This room served as the Senate Chamber from 1810 to 1859. It was the third chamber created for the use of the Senate in the Capitol.  After the British set fire to the Capitol in 1814, Architect of the Capitol Benjamin Henry Latrobe enlarged the chamber to its present dimensions.  Architect of the Capitol Charles Bulfinch completed the chamber by December 1819.

Issues debated here included slavery, territorial expansion, and states’ rights vs. federal rights.  The Missouri Compromise (1820), the Webster-Hayne Debates (1830), and the Compromise of 1850 were notable debates involving the Great Triumvirate of antebellum senators: Henry Clay (KY), Daniel Webster (MA), and John C. Calhoun (SC).

Slavery was a contentious issue in the 1850s. In 1856 Senator Charles Sumner (MA), as he sat at his desk, was beaten with a cane by Congressman Preston Brooks (SC) because of a speech Sumner had given criticizing Brooks’s uncle, South Carolina Senator Andrew Butler.

The Supreme Court met here from 1860 to 1935. After years of debilitating general use, the Old Senate Chamber’s restoration was completed in 1976.  Since then, it has been open to the public as a historic site.

Information supplied:

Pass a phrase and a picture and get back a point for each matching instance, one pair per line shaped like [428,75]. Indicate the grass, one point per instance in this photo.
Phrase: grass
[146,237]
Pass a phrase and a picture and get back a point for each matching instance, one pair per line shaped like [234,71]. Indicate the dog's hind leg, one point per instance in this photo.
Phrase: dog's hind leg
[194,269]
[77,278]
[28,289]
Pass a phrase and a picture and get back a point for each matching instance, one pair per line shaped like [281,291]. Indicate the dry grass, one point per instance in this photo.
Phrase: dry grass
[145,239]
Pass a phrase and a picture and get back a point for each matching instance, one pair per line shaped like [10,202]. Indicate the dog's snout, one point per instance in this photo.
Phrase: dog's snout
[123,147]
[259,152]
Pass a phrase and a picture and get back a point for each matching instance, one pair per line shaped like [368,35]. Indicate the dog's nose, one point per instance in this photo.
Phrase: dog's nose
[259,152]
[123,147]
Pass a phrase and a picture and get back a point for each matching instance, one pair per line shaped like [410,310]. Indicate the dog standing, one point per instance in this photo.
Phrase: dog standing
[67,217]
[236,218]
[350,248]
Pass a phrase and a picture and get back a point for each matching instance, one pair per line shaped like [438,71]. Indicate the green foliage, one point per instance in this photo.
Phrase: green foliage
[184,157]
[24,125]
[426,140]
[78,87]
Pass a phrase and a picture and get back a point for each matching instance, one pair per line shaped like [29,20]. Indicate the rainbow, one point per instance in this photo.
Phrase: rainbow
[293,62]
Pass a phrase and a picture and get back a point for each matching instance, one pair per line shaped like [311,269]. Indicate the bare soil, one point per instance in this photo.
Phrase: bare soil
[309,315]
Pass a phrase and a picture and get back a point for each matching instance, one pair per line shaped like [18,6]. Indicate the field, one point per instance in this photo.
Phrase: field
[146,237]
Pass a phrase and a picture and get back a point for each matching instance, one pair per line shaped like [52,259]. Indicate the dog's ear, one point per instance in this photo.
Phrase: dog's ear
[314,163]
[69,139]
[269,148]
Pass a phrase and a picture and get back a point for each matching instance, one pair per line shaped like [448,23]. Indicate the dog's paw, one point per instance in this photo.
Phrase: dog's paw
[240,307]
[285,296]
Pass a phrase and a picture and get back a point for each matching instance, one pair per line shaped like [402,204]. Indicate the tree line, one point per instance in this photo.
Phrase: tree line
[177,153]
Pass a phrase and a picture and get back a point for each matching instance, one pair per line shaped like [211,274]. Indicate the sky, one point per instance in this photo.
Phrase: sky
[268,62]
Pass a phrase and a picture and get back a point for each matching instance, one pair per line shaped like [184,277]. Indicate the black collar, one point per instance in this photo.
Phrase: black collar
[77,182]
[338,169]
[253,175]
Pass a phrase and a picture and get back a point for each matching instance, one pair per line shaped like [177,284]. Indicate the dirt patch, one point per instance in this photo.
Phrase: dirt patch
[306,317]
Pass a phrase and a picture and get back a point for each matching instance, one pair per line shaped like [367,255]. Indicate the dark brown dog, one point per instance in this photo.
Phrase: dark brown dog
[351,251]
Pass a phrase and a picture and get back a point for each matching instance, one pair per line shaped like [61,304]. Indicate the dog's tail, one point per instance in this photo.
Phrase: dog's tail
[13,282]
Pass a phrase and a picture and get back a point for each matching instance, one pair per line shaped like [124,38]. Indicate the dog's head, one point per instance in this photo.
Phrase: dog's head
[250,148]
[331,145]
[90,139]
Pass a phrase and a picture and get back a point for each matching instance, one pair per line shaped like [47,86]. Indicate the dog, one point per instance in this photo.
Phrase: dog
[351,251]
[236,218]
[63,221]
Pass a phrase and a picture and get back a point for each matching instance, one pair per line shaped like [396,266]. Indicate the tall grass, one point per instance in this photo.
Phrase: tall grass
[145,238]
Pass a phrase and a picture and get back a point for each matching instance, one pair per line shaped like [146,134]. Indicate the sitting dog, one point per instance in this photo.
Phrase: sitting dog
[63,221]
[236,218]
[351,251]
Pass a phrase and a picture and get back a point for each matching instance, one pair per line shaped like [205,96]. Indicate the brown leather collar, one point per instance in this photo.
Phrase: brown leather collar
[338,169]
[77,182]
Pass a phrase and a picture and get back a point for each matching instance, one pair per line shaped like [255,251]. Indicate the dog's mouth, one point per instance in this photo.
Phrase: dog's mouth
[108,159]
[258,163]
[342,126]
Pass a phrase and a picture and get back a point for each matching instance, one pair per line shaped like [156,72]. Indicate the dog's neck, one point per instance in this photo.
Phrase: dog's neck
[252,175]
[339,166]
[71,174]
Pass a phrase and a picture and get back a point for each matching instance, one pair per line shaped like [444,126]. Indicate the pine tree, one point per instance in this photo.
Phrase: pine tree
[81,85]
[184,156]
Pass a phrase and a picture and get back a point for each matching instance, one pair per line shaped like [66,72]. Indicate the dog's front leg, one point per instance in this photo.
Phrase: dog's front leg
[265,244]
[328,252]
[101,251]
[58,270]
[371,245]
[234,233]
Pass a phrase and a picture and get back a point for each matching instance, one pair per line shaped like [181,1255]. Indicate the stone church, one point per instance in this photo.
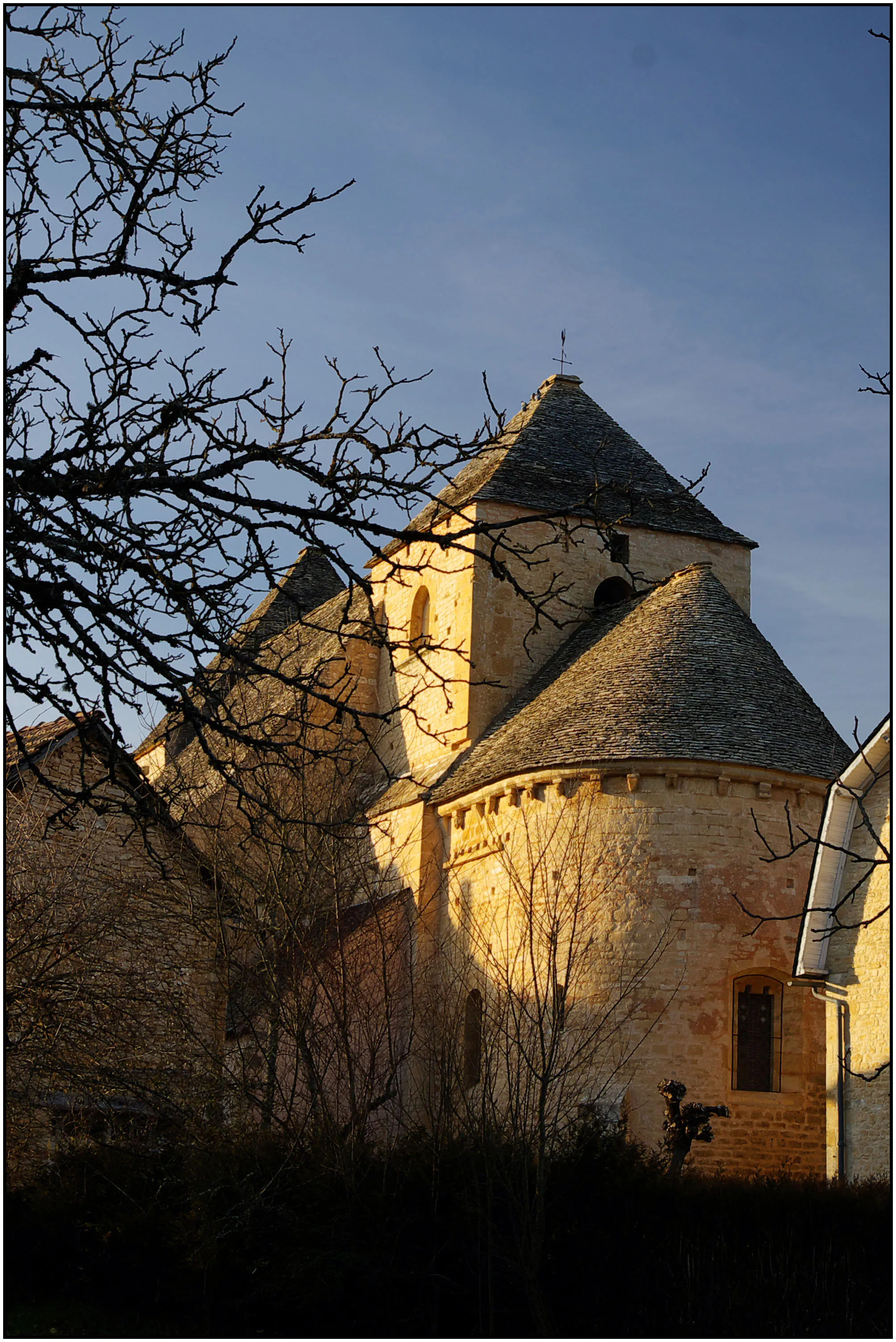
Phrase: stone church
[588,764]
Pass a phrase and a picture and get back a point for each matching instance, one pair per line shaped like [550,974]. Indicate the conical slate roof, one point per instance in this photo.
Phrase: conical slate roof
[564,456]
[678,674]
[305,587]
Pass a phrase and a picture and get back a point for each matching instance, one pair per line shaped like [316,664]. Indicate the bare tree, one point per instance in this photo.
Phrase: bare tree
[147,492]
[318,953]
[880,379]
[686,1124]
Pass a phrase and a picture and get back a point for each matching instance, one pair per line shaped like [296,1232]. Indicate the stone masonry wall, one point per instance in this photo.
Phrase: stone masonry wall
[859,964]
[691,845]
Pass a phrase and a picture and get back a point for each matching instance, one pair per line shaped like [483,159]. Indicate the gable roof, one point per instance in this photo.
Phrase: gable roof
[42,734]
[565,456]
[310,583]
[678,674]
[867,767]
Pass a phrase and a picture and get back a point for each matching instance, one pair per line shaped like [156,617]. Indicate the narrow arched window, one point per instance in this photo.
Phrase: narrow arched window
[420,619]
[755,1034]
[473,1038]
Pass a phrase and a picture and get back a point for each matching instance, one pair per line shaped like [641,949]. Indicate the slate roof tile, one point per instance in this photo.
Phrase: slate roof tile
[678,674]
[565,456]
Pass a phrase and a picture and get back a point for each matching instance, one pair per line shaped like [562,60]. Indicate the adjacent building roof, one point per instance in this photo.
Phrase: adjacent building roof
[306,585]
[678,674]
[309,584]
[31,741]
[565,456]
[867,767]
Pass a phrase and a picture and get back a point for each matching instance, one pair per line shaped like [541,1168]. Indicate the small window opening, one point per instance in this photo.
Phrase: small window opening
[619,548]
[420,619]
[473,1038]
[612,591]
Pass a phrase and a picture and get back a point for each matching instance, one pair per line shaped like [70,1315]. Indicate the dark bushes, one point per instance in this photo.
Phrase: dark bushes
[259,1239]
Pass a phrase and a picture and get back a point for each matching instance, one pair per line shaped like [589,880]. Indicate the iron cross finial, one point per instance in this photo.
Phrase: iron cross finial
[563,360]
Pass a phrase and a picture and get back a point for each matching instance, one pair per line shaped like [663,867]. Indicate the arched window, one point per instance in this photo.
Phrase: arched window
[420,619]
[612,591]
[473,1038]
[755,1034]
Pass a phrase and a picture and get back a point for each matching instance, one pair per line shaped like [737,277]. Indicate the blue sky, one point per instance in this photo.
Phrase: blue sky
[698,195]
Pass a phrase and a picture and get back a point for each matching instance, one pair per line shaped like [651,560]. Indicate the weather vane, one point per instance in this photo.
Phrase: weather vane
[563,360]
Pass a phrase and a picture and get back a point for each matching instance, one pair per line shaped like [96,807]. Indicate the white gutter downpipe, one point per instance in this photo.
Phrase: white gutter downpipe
--
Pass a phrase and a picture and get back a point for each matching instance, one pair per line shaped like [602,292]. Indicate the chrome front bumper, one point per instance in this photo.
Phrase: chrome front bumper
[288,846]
--
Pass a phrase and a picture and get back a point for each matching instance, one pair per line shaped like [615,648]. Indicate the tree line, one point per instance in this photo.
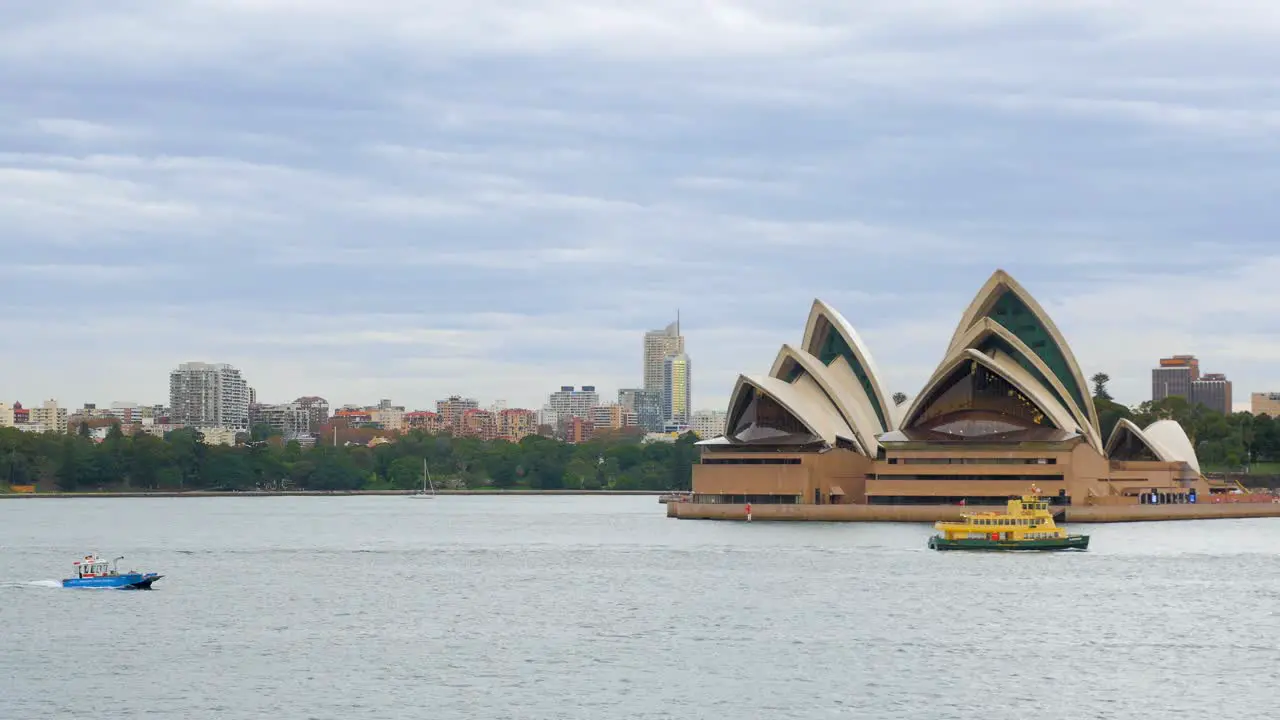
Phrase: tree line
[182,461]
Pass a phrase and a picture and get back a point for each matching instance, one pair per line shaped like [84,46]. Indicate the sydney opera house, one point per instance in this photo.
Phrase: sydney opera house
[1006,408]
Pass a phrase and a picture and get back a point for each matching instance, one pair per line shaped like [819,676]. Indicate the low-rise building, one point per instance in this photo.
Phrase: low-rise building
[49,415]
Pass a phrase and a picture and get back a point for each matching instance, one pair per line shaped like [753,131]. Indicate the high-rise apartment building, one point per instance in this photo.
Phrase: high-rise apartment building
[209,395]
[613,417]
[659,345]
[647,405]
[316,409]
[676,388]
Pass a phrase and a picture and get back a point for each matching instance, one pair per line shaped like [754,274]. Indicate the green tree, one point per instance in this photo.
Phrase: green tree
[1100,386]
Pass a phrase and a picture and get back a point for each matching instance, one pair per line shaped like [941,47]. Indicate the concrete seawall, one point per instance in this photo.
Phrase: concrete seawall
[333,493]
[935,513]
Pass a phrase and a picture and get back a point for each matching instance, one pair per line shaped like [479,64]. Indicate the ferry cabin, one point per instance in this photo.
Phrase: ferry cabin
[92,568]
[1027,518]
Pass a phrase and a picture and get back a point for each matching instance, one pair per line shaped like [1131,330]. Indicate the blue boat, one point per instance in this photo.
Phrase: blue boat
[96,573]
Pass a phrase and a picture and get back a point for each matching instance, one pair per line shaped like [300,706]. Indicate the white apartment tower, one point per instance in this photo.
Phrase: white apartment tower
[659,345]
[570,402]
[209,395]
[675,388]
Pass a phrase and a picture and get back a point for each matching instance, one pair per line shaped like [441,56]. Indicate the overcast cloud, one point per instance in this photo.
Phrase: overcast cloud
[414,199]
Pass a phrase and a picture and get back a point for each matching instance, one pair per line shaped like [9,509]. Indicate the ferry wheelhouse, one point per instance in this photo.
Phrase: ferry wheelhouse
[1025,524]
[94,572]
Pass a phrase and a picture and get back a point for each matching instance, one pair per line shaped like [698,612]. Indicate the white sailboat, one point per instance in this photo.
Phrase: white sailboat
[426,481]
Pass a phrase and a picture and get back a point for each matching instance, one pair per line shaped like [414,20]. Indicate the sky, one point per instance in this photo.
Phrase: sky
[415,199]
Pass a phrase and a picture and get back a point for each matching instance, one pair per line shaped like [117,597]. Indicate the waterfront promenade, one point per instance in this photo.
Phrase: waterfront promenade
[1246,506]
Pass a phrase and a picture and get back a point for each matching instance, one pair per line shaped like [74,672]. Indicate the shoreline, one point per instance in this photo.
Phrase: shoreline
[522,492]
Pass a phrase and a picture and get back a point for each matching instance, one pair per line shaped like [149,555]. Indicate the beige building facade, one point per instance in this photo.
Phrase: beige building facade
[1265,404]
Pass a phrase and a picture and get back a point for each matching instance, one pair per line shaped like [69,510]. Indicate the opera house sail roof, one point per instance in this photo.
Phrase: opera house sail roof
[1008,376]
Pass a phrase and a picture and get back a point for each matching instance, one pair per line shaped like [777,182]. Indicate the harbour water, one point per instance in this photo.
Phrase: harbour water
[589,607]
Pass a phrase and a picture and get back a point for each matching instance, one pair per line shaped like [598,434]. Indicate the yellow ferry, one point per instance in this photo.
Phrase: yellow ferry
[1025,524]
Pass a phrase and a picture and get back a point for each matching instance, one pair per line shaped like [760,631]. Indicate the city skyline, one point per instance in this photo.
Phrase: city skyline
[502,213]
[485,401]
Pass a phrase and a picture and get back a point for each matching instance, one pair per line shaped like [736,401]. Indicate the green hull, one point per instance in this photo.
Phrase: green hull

Work to do:
Could you pick up the passage on the Old Senate Chamber and continue it past its final sentence? The records are a separate set of material, unrelated to the text about the Old Senate Chamber.

Output:
The portrait of George Washington (1823) is by Rembrandt Peale. The carved and gilded eagle and shield suspended above the dais is original and dates to ca. 1834. The vice president’s desk is original to the chamber; the senators’ desks and chairs are reproductions.

The shelves on either side of the dais are “bill hoppers.”  According to tradition, the bill hoppers were used to organize legislation; newly introduced bills were placed on the bottom shelf, and the bills proceeded through the legislative process they move up the hopper.  One of the hoppers on display is an original on loan from the Smithsonian Institution.